TASK REQUIREMENTS:
Rewrite the items below as a numbered list with no blank lines, and omit the pictures from your answer.

Point labeling items
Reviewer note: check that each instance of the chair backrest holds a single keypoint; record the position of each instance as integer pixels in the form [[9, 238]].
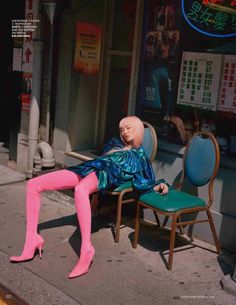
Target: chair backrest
[[201, 158], [150, 141]]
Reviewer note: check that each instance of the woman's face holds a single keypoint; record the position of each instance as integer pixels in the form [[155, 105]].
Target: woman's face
[[127, 132], [131, 131]]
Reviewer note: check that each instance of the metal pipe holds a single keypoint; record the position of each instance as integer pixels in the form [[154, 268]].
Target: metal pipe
[[43, 156], [35, 102]]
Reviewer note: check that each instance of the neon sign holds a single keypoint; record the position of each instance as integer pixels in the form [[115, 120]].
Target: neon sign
[[216, 18], [232, 3]]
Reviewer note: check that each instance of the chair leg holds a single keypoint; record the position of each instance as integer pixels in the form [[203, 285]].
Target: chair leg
[[136, 227], [165, 221], [180, 227], [118, 219], [157, 218], [213, 230], [172, 242]]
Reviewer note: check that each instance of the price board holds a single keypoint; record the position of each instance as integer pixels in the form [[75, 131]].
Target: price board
[[227, 94]]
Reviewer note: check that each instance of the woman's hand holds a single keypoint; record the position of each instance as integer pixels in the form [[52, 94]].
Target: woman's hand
[[162, 188]]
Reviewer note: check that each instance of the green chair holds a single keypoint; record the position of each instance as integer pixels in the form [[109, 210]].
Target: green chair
[[200, 165], [124, 192]]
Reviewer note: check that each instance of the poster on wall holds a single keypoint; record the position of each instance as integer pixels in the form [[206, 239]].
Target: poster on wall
[[199, 80], [17, 59], [25, 102], [88, 48], [28, 27], [227, 94]]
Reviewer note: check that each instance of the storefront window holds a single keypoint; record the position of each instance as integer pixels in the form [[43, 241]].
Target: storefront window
[[187, 78]]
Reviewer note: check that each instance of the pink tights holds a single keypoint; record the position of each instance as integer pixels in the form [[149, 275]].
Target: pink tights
[[59, 180]]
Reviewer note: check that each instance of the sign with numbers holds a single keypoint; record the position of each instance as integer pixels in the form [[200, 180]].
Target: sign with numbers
[[199, 80], [227, 94], [215, 18]]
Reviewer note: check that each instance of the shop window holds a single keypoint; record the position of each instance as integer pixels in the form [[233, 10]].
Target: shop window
[[187, 79]]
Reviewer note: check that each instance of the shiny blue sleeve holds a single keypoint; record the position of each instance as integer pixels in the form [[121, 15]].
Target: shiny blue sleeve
[[113, 143]]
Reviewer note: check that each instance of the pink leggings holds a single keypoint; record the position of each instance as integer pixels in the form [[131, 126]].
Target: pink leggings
[[59, 180]]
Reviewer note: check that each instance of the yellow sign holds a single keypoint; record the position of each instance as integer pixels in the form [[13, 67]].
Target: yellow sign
[[88, 48]]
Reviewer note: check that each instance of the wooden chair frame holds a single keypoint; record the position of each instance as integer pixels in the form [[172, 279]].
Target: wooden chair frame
[[121, 195], [176, 216]]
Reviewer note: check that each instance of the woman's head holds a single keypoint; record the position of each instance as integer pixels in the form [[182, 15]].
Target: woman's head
[[131, 131]]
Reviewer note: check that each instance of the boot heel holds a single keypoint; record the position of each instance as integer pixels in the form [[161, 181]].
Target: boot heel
[[40, 250]]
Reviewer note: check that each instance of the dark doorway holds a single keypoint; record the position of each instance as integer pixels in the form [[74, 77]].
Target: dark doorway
[[10, 82]]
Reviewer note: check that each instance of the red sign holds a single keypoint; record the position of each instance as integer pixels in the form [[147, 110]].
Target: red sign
[[25, 102]]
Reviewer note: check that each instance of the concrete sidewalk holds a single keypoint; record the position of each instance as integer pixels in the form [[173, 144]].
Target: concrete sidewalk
[[119, 274]]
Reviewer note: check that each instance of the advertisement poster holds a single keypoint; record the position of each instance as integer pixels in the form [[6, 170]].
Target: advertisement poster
[[25, 102], [227, 95], [162, 45], [26, 29], [199, 80], [17, 59], [88, 48], [27, 83]]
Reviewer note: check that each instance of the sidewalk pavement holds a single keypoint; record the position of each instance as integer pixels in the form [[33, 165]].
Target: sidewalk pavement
[[119, 275]]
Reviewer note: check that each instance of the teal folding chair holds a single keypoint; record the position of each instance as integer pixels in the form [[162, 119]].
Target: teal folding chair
[[200, 165]]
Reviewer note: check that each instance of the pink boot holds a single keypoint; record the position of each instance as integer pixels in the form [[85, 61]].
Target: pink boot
[[33, 240], [86, 186], [62, 179], [84, 263]]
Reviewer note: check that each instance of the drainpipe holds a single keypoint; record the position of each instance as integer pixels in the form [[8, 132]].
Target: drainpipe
[[35, 102], [43, 156], [50, 7]]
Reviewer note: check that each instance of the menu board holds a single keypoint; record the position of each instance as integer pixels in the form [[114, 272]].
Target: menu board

WRITTEN SOLUTION:
1. Reviewer note: check that each instance of the chair backrest holds a single keypoint; record the position of each instance as integer pixels in the form [[9, 238]].
2. Target: chair backrest
3. [[201, 158], [150, 141]]
4. Reviewer note: check that each instance of the woman's face holds a single keypoint; record the position of each instance as integer pixels in the form [[155, 105]].
5. Target: woman's face
6. [[127, 132], [131, 131]]
7. Reviewer note: check that each instance of the metal pipe holds a single keypoint; record the position of each instance as integer pixels in the form [[154, 268]].
8. Target: metal pipe
9. [[43, 156], [35, 102]]
10. Reviewer note: check that each instance of the neon sign holds a single keypoint; record the position of each instance as integer pixels in the form [[115, 120]].
11. Target: neon sign
12. [[216, 18], [232, 3]]
13. Reviewer note: check that each instance of the chair leg holds a single keypoint; record the position of each instance as integer pixels in the form [[203, 285]].
14. Target: chair leg
15. [[136, 227], [165, 221], [180, 227], [118, 219], [157, 218], [213, 230], [172, 242]]
16. Reviewer note: check that each instance of the price board holds a single keypoint; record the position of each instance as integer pixels in the form [[75, 131]].
17. Target: price board
18. [[227, 94]]
19. Reviewer note: check that each instance of the woman's hand holds a single keypoint; record the position of each instance as integer pixels in the form [[52, 94]].
20. Target: woman's hand
21. [[162, 188]]
22. Reviewer note: check that each instance of the green chair holds a single keypoint; record the position of each instance as integer pixels in the form [[109, 210]].
23. Target: green chair
24. [[200, 165], [124, 192]]
25. Reviewer note: check that each instance of the poster on wall holds a single keypoint; record the position of each instance as integer pixels in the form [[206, 239]].
26. Target: poster on wall
27. [[199, 80], [17, 59], [25, 102], [88, 48], [28, 27], [227, 94]]
28. Reviewer note: check that each instance of the storefront window holds a single keypoint; record the position of each instance as integer pixels in the form [[43, 241]].
29. Target: storefront window
30. [[187, 78]]
31. Reviewer note: check that each instance of the pink tights holds a single keypoint; record the position of each instance as integer pixels in the form [[149, 275]].
32. Target: pink tights
33. [[59, 180]]
34. Reviewer note: check that each instance of the sign with numbers holds a single keypoint; record the position of each instance as integer pixels in the form [[200, 180]].
35. Target: sign with numbers
36. [[199, 80], [227, 94], [215, 18]]
37. Reviewer note: check that each instance of the shop window holds a single keypoint; record the position of each instance as integer pixels in the form [[233, 10]].
38. Target: shop window
39. [[187, 79]]
40. Reviewer note: check that each instance of the shiny blue sleeve holds a single keypoint; record the position of each instance as integer pixels in the form [[121, 15]].
41. Target: shiny blue sleeve
42. [[113, 143]]
43. Reviewer note: check that each instance of the pink leggings holds a single keypoint; record the position of each instance as integer pixels in the form [[131, 126]].
44. Target: pink leggings
45. [[59, 180]]
46. Reviewer note: check that each instance of the yellow sign holds a single keypoint; record the position of each instance as integer pixels in the form [[13, 67]].
47. Target: yellow sign
48. [[88, 48]]
49. Reviewer note: check that each instance of the wooden chair frame holds a single keypoint; record the position of each instance as integer pixels in the form [[172, 279]].
50. Target: wooden chair frame
51. [[121, 195], [176, 216]]
52. Reviewer note: check that each instance of the woman's head holds a single keypoint; record the position of each instance as integer pixels in the form [[182, 15]].
53. Target: woman's head
54. [[131, 131]]
55. Reviewer note: check that each instance of the boot heel holds a single keypoint; record the position of each instance as integer pixels in the form [[161, 181]].
56. Target: boot heel
57. [[40, 250]]
58. Reviewer note: check that each instance of the dark doorway holds a single keypoint; record the position of each instance as integer pixels in the form [[74, 77]].
59. Target: dark doorway
60. [[10, 82]]
61. Reviewer note: check that each instance of the red sign holds a single keypoint; record the position of each instance as integer pixels in the form [[147, 110]].
62. Target: red sign
63. [[25, 102]]
64. Reviewer note: check that each instance of the concrete sidewalk holds a single keypoint; record the position of each instance as integer pixels in the form [[173, 144]].
65. Target: concrete sidewalk
66. [[119, 274]]
67. Reviewer note: check that each instance of the advertisement poster holds a single keypoint; record the position of each instance as integer pixels in the form [[6, 170]].
68. Target: advertisement poster
69. [[25, 102], [227, 95], [162, 45], [26, 29], [199, 80], [17, 59], [88, 48], [27, 83]]
70. Reviewer note: check that each instance of the sidewalk pavement holds a single keypoint; record the position of each instance as integer pixels in the form [[33, 165]].
71. Target: sidewalk pavement
72. [[119, 275]]
73. Reviewer note: check that each instance of the teal folding chair holds a single keypoint; record the position of each instance as integer pixels in the form [[162, 119]].
74. Target: teal folding chair
75. [[200, 165]]
76. Reviewer note: check that each instance of the pink boot holds a single keypoint; record the position of each instance as integer pixels in the form [[85, 61]].
77. Target: pink boot
78. [[33, 240], [86, 186], [62, 179], [84, 263]]
79. Reviewer note: check that each instance of the drainpipe holds a single keypoint; record the position of each instance as integer pixels in the form [[8, 132]].
80. Target: drainpipe
81. [[35, 102], [43, 156], [50, 7]]
82. Reviewer note: check that each instance of the menu board holds a single keypoint; record the position of each instance as integer pixels in the form [[114, 272]].
83. Target: menu board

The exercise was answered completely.